== 所给信息

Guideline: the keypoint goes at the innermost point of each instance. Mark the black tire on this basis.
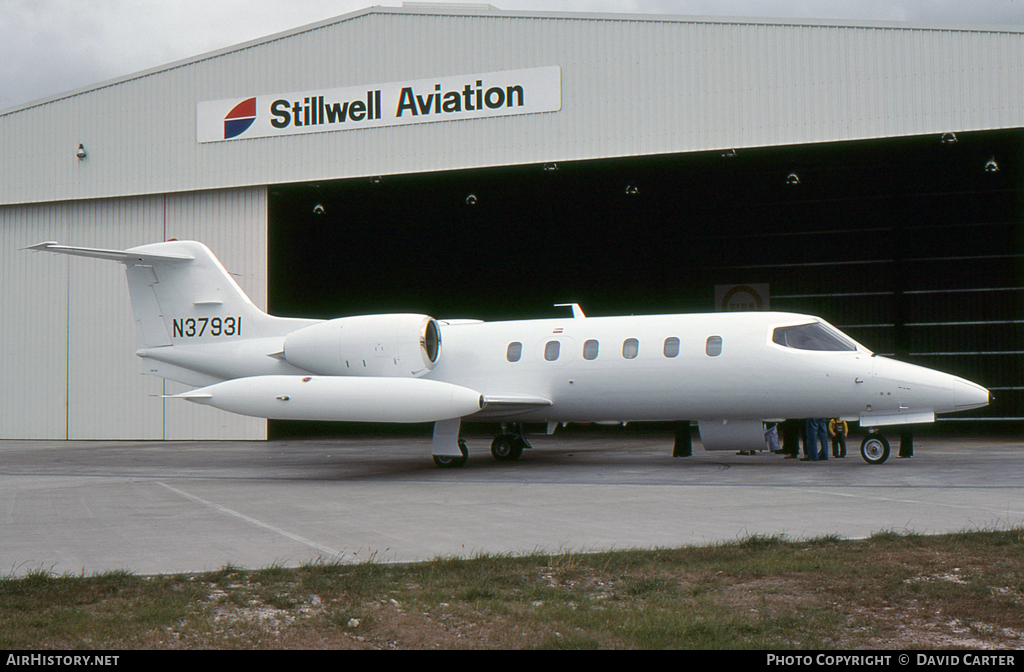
(875, 449)
(506, 448)
(451, 461)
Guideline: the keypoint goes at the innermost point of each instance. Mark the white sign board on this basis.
(373, 106)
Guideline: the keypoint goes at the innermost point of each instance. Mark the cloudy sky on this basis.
(51, 46)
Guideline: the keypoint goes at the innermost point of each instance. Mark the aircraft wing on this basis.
(123, 256)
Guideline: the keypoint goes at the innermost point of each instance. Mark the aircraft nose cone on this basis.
(969, 395)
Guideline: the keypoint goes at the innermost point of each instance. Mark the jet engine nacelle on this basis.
(396, 345)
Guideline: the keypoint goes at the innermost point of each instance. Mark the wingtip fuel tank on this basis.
(339, 399)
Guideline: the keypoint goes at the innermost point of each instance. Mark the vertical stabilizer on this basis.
(181, 294)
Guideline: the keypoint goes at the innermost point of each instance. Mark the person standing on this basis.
(838, 429)
(816, 435)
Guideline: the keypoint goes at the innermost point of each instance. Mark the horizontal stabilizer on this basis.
(190, 394)
(123, 256)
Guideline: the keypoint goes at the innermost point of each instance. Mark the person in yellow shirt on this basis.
(838, 430)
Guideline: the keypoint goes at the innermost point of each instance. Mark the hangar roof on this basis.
(613, 85)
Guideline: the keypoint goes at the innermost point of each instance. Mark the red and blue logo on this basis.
(240, 119)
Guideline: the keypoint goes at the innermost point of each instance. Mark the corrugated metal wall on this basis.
(630, 87)
(68, 365)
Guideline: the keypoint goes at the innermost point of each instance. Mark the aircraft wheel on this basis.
(875, 449)
(506, 448)
(451, 461)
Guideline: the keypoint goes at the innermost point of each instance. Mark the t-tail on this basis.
(181, 296)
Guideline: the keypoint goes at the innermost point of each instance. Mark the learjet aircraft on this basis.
(733, 373)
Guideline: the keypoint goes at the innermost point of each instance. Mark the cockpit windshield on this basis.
(814, 336)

====

* [练习要求]
把上面所有的行原样抄写一遍，图片不要抄进去。

* [回答]
Guideline: the keypoint goes at the innermost point of each instance. Mark the black tire on this basis.
(875, 449)
(506, 448)
(451, 461)
Guideline: the keypoint goes at the innermost point of each instance. Mark the white sign board on this basis.
(373, 106)
Guideline: the keypoint goes at the innermost point of each instance. Mark the cloudy sky on this basis.
(51, 46)
Guideline: the keypoint goes at the innermost point of each instance. Mark the aircraft wing on this basis.
(123, 256)
Guideline: the keypoint goes at the innermost point of each instance. Mark the aircraft nose cone on this basis.
(969, 395)
Guideline: the keypoint goes at the innermost point of each instance. Mark the jet engine nacelle on this basis.
(396, 345)
Guideline: the keypoint goes at the innermost point of each instance. Mark the wingtip fuel tank on this basis.
(339, 399)
Guideline: the keypoint goes at the innermost point of each instance. Mark the vertical stabilizer on this basis.
(181, 294)
Guideline: the keypoint goes at the innermost point of each instance. Mark the person standing on this basis.
(838, 429)
(816, 435)
Guideline: the keypoint goes at the innermost point of each instance. Mark the horizontal stabilizer on this basis.
(190, 394)
(123, 256)
Guideline: the keypoint goes at the innermost point of each instance. Mark the person in yellow shirt on this basis.
(838, 430)
Guideline: the keypoint goes at the innermost point of each instance. Mark the hangar roof on this basis.
(613, 85)
Guideline: the keypoint goes at the innermost point of each instance. Mark the red and blue logo on this basis.
(240, 119)
Guideline: the keypoint goes at the innermost point of each instance. Mark the corrugated metal wall on this basis.
(630, 87)
(68, 365)
Guideline: the keypoint goes at the innermost point of each instance. Mark the aircraft wheel on this basis.
(875, 449)
(506, 448)
(451, 461)
Guideline: the keypoint goes at the innermost point of each instance. Mark the t-tail on this basis.
(181, 296)
Guideline: the keypoint goes at the innermost point of each instance. Mark the learjet aircraft on this basis.
(733, 373)
Guideline: the keypoint goes at the innermost point of each instance. Mark the cockpit windshield on this basis.
(814, 336)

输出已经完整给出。